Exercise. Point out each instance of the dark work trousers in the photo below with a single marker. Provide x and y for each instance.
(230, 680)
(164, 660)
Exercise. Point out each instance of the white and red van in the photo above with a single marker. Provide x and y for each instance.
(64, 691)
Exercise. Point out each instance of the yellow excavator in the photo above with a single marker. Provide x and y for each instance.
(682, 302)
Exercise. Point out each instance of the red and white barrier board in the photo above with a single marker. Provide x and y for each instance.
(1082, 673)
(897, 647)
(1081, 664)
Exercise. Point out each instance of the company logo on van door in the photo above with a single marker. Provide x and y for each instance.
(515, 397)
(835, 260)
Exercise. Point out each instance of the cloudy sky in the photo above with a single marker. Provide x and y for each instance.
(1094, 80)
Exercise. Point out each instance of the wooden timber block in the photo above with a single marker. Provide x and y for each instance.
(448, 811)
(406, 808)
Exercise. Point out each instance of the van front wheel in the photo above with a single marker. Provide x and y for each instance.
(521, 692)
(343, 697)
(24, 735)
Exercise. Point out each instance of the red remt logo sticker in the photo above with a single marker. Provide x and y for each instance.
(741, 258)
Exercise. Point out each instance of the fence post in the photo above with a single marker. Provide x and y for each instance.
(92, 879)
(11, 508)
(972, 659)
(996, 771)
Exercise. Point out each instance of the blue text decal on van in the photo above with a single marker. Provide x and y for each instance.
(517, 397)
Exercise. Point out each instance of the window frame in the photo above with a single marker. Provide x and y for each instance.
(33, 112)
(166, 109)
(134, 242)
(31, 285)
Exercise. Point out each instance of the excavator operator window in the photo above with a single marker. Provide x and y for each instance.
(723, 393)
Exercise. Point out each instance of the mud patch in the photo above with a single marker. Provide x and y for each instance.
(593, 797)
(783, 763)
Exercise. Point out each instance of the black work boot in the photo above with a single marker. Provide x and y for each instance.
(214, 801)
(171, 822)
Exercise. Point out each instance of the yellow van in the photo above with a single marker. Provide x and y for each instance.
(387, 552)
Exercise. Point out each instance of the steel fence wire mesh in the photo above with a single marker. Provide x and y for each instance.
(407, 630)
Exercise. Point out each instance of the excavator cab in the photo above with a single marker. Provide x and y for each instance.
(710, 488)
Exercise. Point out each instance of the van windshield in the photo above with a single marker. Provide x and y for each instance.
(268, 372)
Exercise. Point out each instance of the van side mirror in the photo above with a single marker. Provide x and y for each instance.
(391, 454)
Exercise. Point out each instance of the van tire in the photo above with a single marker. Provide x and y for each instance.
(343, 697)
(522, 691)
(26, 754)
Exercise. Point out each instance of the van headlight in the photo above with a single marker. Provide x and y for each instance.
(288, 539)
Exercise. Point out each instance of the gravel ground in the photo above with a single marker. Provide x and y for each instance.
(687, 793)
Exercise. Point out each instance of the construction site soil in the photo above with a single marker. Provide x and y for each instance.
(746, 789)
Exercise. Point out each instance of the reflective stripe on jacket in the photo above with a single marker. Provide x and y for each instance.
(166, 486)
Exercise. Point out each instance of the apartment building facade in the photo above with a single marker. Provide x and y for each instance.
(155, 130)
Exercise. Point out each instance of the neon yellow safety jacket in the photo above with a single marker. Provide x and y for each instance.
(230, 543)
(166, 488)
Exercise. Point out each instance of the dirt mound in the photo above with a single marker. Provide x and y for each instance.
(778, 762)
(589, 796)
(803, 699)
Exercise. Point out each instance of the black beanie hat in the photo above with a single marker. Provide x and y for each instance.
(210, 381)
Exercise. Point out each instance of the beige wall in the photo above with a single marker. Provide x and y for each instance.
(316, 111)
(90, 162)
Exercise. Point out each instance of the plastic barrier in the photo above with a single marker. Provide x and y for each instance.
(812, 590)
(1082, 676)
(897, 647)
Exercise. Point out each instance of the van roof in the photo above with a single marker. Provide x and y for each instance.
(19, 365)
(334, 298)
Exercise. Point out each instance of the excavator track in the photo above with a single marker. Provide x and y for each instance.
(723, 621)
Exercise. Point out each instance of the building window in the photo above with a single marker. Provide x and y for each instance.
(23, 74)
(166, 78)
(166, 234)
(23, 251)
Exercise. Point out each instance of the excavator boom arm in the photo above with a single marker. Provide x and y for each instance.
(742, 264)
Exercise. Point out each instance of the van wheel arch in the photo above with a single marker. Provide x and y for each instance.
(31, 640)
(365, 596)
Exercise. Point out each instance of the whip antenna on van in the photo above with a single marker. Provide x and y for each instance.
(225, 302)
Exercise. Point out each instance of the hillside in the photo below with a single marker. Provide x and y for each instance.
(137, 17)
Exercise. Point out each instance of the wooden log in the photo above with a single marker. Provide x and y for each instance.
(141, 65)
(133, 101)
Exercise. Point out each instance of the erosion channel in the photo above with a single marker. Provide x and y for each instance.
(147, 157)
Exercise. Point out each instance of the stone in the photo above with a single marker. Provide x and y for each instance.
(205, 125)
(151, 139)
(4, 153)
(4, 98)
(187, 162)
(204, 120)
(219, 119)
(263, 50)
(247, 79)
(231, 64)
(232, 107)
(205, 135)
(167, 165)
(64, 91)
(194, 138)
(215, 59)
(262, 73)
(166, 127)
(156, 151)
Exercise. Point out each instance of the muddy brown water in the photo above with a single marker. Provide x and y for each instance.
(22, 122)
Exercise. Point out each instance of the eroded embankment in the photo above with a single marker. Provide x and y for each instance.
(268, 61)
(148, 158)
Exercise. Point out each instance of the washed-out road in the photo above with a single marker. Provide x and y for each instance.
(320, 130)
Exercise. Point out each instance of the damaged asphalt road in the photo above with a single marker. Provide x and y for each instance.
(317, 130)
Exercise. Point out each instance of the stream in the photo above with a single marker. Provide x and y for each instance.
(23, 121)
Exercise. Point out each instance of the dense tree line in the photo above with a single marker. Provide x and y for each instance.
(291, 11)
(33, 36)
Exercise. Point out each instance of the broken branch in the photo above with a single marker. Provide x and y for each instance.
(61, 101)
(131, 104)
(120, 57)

EXERCISE AIM: All of the material must be reproduced exactly.

TASK RESPONSE:
Exercise. Point out each instance of the dark work trousers in the photo below with a single marker. Provide x and y for each instance.
(230, 680)
(164, 660)
Exercise. Point out each instance of the white and red van in the photo above with a single marker. Provide x and y for each instance.
(64, 691)
Exercise. Point out each instance of the yellow excavator in the photo above with a single marker. Provide x and y for each instance.
(682, 302)
Exercise. Point out each instance of the red and white barrier board in the photo above with a single marker. Provide x and y for each instance.
(1082, 673)
(897, 647)
(1081, 664)
Exercise. Point out each instance of the company logo on van door in the photo above with a single marker. Provide x and y for each instance.
(515, 397)
(835, 260)
Exercise. Point out each instance of the cloudy sky in the photo above with a single marker. Provide x and y for each instance.
(1094, 80)
Exercise. Point out each instance of the wooden timber block in the photo above with a single marker. Provide x and y for each instance.
(448, 811)
(406, 808)
Exercise. Point out each instance of the van front wheel in the photo above with a single marker. Provide x and y for each instance.
(521, 692)
(343, 697)
(24, 735)
Exercise. Point out each instance of the red remt logo sticker in the photo above with a single marker. Provide x and y for each instance.
(741, 258)
Exercise. Point out each instance of the fence post in the photo above with a single marker. Provide x and y for each instance.
(92, 879)
(11, 508)
(972, 659)
(996, 771)
Exercise. Point out each instance of the blue text decal on van in the photo above with a single marker. Provide x and y for each instance.
(517, 397)
Exercise. Point out each instance of the window frame in the photo above with a single marker. Provide x and y for each instance.
(33, 112)
(166, 109)
(134, 242)
(31, 285)
Exercise. Point out each instance of the excavator operator window in the photo above with a single marker. Provide x and y for each instance.
(723, 393)
Exercise. Point out each instance of the mud patch in the photo above with a single marker. Provide x and y for each instance.
(593, 797)
(783, 763)
Exercise. Point out each instance of the black work boot in the photo above with a single marker. Provide x and y for each instance.
(214, 801)
(171, 822)
Exercise. Point out each instance of the yellow van in the photo above with a single marker. Provide x and y for each instance.
(387, 552)
Exercise. Point out each instance of the steel fence wire mesh in the photo above with a single marker. Provide x and y for each instance.
(407, 630)
Exercise. Point out each instance of the excavator cab in the photo above with a single marker. Provide x and y for each instance.
(710, 488)
Exercise. Point out each instance of the van windshield in the photo above with a single marker. Provide x and y for each instance.
(268, 372)
Exercise. Point out each instance of the van side mirror in the photo above with a single marker. Provide x and y for each instance.
(391, 454)
Exercise. Point out each instance of the van tire in the photo above with a single marker. Provide x and y for each instance.
(343, 697)
(522, 691)
(26, 754)
Exercise. Point out each instance of the van headlight in the photo above with a single marker. Provide x and y for each instance.
(288, 539)
Exercise. Point out each instance of the gravel ground in the photo above with a single marker. Provide x and y for each instance.
(687, 793)
Exercise. Point out each instance of the construction site soil in the photo above with a single marker. Provide x and y for each instance.
(746, 789)
Exercise. Point out each instance of the reflective stripe on jacket in the photo above with a single marker. Provide x and y for each instance.
(166, 486)
Exercise. Point out each instance of the apartment building facade in the photo above with a single marker. Provide x and y for each instance.
(155, 130)
Exercise. Point out each instance of the neon yellow safety jacket in the photo above with a single marker. Provide x and y for each instance.
(230, 543)
(166, 488)
Exercise. Point out each instance of the dirt mound in the photo above with a single marker. Provide x and y for each instance.
(778, 762)
(589, 796)
(803, 699)
Exercise. Point out each instance of the black beanie hat in the photo above with a single marker. Provide x and y for each instance.
(210, 381)
Exercise. Point out each instance of the beige wall in the photo above with a single marker. Provide x and y for each instance.
(316, 111)
(90, 162)
Exercise. Point out each instance of the plastic barrier in the photo above with a single marker. Provide x and y for each instance.
(812, 590)
(1082, 676)
(897, 647)
Exercise. Point out each instance of the van roof in the photo above with a single marker. Provide x and y for each instance.
(19, 365)
(334, 298)
Exercise. Point out each instance of the excavator track in the photo above with a single marker. Provide x and y for each instance.
(723, 621)
Exercise. Point out each instance of the building window in the photo above with a single marker. Provide x and y for each instance.
(23, 74)
(166, 78)
(166, 234)
(23, 251)
Exercise. Point out each instance of the excavator boom arm in the photo above with a single marker. Provide x and y for each instance.
(742, 264)
Exercise. Point out each instance of the van wheel arch in the photo above with a single marker. Provide x and y for each instance.
(31, 640)
(365, 596)
Exercise. Point out each instance of the whip antenna on van in the photo above with a single marker. Provide x and y for each instance.
(225, 302)
Exercise. Point out each instance of the hillside in the photo below with a single marker. Provide x and y for each instance.
(137, 17)
Exercise. Point out each instance of the wooden log in the photo above with a single marker. Provide x and y for each instance.
(141, 65)
(133, 101)
Exercise. Point out each instance of the erosion channel in the photo above with a single marker. Provide x and y for each instance.
(147, 157)
Exercise. Point out each instance of the stone in the photo above with a single marker. Provide x and y for each instance.
(205, 125)
(151, 139)
(4, 153)
(4, 98)
(187, 162)
(204, 120)
(219, 119)
(263, 50)
(247, 79)
(231, 64)
(232, 107)
(205, 135)
(167, 165)
(64, 91)
(194, 138)
(215, 59)
(262, 73)
(166, 127)
(156, 151)
Exercise. Point out each instance of the muddy brown water in the photo above with a single marker. Provide x and y for each instance.
(22, 122)
Exercise. Point out each instance of the eroded embankment in the photo above with a single marker. Provide x and y for each instance.
(268, 61)
(148, 158)
Exercise. Point out each instance of the washed-out road in the photo above with a single marker. Provide x and y for each instance.
(320, 130)
Exercise. Point out each instance of the damaged asphalt road in the photo above with a single marker. Provide x and y for each instance.
(317, 130)
Exercise. Point out each instance of the stream in the photo above with a single marker. Provide x and y for each instance.
(23, 121)
Exercise. Point out each instance of the dense tree line in the photo above with a single marker. Provide x and y for each instance.
(291, 11)
(33, 36)
Exercise. Point out each instance of the broken branch in the photo above with a single marker. Provide x and y for each instance.
(61, 101)
(131, 104)
(120, 57)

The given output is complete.